▶ Problem details:
Report every line of the data below that contains the word "cardboard".
━━━━━━━━━━━━━━━━
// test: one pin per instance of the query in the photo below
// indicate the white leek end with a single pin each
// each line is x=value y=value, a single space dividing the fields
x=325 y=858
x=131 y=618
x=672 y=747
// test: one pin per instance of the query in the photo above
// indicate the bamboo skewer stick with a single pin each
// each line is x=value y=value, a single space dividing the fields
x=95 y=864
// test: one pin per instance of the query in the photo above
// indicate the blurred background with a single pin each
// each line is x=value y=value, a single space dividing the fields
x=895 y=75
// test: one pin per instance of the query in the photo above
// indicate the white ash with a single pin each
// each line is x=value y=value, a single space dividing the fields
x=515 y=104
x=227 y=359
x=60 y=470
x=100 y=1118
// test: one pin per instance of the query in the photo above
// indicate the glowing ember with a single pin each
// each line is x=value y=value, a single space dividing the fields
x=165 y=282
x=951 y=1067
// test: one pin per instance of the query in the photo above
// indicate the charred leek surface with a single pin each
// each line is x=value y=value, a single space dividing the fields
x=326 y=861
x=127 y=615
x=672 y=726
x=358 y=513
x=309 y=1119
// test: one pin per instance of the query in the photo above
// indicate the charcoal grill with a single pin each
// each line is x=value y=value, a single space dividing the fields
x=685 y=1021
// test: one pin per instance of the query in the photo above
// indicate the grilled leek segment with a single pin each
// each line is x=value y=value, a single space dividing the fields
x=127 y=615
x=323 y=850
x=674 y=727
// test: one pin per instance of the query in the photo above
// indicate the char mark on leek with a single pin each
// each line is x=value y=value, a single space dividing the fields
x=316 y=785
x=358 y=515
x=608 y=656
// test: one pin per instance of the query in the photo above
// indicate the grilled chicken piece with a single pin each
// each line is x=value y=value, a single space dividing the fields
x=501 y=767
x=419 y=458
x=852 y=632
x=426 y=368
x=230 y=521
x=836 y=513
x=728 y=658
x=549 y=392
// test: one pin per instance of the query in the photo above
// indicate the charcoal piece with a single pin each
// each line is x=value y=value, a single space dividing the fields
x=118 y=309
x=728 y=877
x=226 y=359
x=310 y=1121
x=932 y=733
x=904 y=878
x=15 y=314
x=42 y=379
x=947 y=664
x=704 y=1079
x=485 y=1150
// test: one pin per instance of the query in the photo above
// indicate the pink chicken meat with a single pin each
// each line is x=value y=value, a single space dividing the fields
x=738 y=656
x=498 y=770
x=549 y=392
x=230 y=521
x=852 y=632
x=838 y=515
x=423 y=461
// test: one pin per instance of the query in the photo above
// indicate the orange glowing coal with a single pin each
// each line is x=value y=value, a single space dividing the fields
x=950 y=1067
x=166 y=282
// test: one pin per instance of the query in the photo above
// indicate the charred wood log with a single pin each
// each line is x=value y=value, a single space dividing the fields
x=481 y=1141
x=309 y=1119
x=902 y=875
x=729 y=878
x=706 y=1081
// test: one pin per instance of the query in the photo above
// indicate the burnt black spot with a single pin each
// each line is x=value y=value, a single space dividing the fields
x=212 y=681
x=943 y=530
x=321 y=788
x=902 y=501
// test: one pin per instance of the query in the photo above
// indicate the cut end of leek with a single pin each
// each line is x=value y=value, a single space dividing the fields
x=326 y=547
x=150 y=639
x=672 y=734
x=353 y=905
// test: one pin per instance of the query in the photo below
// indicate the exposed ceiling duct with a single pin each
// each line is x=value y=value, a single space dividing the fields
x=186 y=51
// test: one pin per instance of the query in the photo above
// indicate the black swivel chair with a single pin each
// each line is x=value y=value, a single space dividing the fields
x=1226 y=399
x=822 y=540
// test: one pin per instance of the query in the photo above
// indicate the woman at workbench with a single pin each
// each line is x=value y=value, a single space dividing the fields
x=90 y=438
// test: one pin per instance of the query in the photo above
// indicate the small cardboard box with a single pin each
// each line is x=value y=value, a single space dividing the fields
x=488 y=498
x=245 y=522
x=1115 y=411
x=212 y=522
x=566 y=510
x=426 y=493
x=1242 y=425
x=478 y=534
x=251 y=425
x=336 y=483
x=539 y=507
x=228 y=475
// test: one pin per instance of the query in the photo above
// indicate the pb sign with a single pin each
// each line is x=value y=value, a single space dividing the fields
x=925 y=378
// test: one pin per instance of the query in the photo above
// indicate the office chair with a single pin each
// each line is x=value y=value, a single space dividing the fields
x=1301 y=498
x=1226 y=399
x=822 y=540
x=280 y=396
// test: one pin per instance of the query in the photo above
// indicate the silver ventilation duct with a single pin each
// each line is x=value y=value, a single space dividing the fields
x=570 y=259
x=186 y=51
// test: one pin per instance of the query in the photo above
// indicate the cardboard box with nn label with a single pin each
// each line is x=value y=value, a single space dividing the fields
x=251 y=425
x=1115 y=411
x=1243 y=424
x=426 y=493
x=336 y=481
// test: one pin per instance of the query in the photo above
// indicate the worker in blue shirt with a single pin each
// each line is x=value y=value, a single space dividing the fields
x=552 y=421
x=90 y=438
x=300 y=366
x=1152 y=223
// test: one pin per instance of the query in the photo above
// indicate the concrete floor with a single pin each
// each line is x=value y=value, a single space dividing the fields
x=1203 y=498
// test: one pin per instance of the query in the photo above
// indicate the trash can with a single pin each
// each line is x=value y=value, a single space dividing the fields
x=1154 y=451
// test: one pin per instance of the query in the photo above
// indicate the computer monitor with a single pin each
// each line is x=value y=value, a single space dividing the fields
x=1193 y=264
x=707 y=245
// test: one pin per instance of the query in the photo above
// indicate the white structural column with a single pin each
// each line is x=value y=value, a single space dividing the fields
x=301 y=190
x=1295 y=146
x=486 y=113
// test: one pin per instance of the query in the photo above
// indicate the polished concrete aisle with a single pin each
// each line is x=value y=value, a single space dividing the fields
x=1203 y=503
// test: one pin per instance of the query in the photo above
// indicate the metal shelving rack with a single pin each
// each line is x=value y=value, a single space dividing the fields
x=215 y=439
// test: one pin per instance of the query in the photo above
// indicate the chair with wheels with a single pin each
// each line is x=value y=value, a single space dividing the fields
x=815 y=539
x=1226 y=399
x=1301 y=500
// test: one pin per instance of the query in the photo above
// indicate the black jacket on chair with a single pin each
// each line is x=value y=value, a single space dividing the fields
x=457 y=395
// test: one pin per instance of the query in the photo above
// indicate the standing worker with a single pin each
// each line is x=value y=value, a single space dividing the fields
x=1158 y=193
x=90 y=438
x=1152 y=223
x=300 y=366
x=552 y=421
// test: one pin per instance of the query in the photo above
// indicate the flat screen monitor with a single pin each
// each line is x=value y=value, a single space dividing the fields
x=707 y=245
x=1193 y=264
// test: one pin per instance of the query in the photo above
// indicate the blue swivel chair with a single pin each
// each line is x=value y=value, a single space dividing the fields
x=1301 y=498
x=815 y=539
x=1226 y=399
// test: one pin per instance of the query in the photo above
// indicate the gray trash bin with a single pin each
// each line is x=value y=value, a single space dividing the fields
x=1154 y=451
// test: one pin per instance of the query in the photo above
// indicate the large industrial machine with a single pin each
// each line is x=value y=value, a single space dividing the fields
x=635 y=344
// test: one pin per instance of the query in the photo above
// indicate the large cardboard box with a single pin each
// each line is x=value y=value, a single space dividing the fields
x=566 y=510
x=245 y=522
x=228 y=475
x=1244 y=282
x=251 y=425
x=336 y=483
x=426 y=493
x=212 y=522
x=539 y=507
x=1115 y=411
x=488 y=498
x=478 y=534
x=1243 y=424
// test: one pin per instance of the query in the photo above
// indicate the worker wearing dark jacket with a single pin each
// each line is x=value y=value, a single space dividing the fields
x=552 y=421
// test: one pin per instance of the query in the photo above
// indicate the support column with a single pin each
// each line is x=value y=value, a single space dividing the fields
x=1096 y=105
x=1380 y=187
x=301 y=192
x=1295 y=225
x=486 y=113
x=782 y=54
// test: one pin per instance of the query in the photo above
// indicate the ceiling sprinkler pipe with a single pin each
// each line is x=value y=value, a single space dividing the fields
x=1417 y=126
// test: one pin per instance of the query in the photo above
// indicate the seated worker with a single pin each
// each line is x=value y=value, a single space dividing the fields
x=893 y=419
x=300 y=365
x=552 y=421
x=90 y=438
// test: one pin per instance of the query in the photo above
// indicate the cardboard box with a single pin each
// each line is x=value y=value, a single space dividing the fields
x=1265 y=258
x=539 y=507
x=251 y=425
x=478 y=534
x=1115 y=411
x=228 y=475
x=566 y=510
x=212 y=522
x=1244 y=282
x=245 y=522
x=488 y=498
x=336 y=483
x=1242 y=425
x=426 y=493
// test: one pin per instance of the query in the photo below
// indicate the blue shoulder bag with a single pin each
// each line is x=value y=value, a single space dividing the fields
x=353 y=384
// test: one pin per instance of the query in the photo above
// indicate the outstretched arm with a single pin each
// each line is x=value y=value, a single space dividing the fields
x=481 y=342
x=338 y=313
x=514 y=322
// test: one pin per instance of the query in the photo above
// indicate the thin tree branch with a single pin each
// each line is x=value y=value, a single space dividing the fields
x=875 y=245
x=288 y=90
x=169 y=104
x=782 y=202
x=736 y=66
━━━━━━━━━━━━━━━━
▶ Output below:
// indicate the small cardboard box with a single pin each
// indicate the cardboard box with nn label with a single pin each
// indicate the large cardboard box with a single pin each
// indicate the cardboard box with a single pin each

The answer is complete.